Problem to work on → Copy the lines below word for word, skipping any image.
BEGIN
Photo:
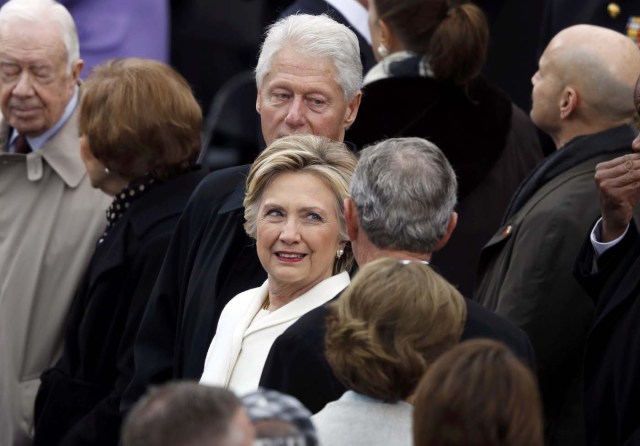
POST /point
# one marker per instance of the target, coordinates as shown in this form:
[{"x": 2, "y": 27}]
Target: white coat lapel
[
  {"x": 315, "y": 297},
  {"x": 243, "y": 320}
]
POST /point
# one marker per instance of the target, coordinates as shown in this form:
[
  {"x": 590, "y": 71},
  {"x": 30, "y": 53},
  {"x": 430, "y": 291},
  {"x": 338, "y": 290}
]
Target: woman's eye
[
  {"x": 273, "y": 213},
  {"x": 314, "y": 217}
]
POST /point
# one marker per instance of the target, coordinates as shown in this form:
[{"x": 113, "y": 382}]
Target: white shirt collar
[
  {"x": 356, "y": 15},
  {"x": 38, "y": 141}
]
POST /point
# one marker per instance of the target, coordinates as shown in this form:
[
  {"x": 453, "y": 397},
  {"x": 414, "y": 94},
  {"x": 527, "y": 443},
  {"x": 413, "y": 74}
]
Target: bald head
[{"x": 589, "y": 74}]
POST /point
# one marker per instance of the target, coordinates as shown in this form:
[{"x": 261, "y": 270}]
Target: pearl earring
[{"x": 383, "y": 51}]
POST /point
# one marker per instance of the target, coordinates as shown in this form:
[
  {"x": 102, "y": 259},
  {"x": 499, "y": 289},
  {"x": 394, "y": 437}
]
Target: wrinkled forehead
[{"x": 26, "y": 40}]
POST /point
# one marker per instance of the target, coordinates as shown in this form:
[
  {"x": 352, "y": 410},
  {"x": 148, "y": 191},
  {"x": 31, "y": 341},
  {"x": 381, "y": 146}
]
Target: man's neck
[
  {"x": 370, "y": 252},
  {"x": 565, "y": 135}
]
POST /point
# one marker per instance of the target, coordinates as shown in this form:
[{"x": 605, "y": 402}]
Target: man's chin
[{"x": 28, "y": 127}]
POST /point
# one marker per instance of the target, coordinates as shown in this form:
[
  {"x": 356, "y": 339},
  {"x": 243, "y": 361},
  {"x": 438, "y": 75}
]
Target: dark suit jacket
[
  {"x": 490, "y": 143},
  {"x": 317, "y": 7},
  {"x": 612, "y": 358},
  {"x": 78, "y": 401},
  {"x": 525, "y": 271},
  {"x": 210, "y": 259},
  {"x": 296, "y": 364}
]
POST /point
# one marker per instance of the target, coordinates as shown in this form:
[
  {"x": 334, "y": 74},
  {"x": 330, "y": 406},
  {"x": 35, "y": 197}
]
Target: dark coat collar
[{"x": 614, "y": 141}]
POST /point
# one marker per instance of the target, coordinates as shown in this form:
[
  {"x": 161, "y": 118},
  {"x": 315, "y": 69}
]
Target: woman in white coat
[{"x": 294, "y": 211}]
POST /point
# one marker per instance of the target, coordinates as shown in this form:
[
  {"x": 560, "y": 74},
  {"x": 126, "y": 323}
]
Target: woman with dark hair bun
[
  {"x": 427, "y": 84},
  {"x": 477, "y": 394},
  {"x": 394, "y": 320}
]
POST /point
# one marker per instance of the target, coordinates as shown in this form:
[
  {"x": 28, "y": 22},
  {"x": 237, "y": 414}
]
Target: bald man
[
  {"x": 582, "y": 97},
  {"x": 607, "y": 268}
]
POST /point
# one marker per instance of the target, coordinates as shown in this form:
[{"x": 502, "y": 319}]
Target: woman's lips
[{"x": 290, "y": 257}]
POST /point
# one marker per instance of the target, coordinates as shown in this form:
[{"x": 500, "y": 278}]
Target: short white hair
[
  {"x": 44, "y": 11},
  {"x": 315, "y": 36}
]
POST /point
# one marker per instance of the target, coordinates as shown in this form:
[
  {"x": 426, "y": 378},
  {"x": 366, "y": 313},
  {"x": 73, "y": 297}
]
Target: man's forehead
END
Response box →
Photo:
POST /point
# one marker per instance of the target, coordinates as shown in this form:
[{"x": 2, "y": 27}]
Target: white coat lapel
[
  {"x": 315, "y": 297},
  {"x": 243, "y": 320}
]
POST /point
# one marker per instance of the target, coordinates as shown in this form:
[
  {"x": 590, "y": 71},
  {"x": 30, "y": 53},
  {"x": 430, "y": 291},
  {"x": 338, "y": 290}
]
Target: woman's eye
[
  {"x": 273, "y": 213},
  {"x": 314, "y": 217}
]
POST /point
# one marker per instance of the target, coordinates as shown in this form:
[{"x": 113, "y": 382}]
Target: white shirt collar
[
  {"x": 356, "y": 15},
  {"x": 38, "y": 141}
]
POST /point
# one marker per instance of the target, coordinates as shown in this form:
[
  {"x": 453, "y": 397},
  {"x": 414, "y": 94},
  {"x": 527, "y": 443},
  {"x": 413, "y": 74}
]
Target: bald head
[{"x": 589, "y": 74}]
POST /point
# one marker per instance of the target, coordinates as shown in this form:
[{"x": 261, "y": 270}]
Target: pearl earring
[{"x": 383, "y": 51}]
POST /point
# one marker per instance of the target, coordinates as shown in this form:
[
  {"x": 102, "y": 259},
  {"x": 499, "y": 289},
  {"x": 394, "y": 437}
]
Target: wrinkled forehead
[{"x": 26, "y": 40}]
POST /point
# one marker per instance of the target, coordinates as shown in this form:
[
  {"x": 352, "y": 410},
  {"x": 148, "y": 191},
  {"x": 31, "y": 341},
  {"x": 381, "y": 146}
]
Target: man's neck
[
  {"x": 370, "y": 252},
  {"x": 565, "y": 135}
]
POST /point
# one marker per instance of the target, coordinates as shown in this form:
[{"x": 605, "y": 402}]
Target: man's chin
[{"x": 28, "y": 127}]
POST /point
# one marker per instance of the target, coordinates as shown in this form:
[
  {"x": 356, "y": 339},
  {"x": 243, "y": 361},
  {"x": 438, "y": 75}
]
Target: dark suit jacket
[
  {"x": 490, "y": 143},
  {"x": 317, "y": 7},
  {"x": 612, "y": 358},
  {"x": 78, "y": 401},
  {"x": 525, "y": 271},
  {"x": 210, "y": 259},
  {"x": 296, "y": 364}
]
POST /point
# one marker per instance of the target, coordinates as shown in this form:
[
  {"x": 334, "y": 74},
  {"x": 330, "y": 406},
  {"x": 35, "y": 197}
]
Target: dark coat collar
[{"x": 614, "y": 141}]
POST /point
# one marker per instance of the target, coordinates as shown in this form:
[
  {"x": 161, "y": 118},
  {"x": 315, "y": 69}
]
Target: woman in white coat
[{"x": 294, "y": 211}]
POST /point
# one marker per instance of the target, coordinates as shown in this form:
[
  {"x": 560, "y": 74},
  {"x": 126, "y": 323}
]
Target: woman with dark hair bun
[
  {"x": 427, "y": 84},
  {"x": 477, "y": 394},
  {"x": 394, "y": 320}
]
POST /point
# one marker per instance of the target, coordinates as shown in this form:
[
  {"x": 28, "y": 22},
  {"x": 237, "y": 414}
]
Target: bald man
[
  {"x": 582, "y": 97},
  {"x": 607, "y": 268}
]
POST /point
# one marker per instance of the target, coordinates as shown in this form:
[{"x": 502, "y": 319}]
Target: woman's lips
[{"x": 290, "y": 257}]
POST /point
# one marker per instance of the target, coordinates as shown in this form:
[{"x": 500, "y": 278}]
Target: short white hair
[
  {"x": 44, "y": 11},
  {"x": 315, "y": 36}
]
POST /point
# one marker per instance of the target, coordinates as shown in this form:
[
  {"x": 426, "y": 378},
  {"x": 366, "y": 313},
  {"x": 73, "y": 297}
]
Target: man's forehead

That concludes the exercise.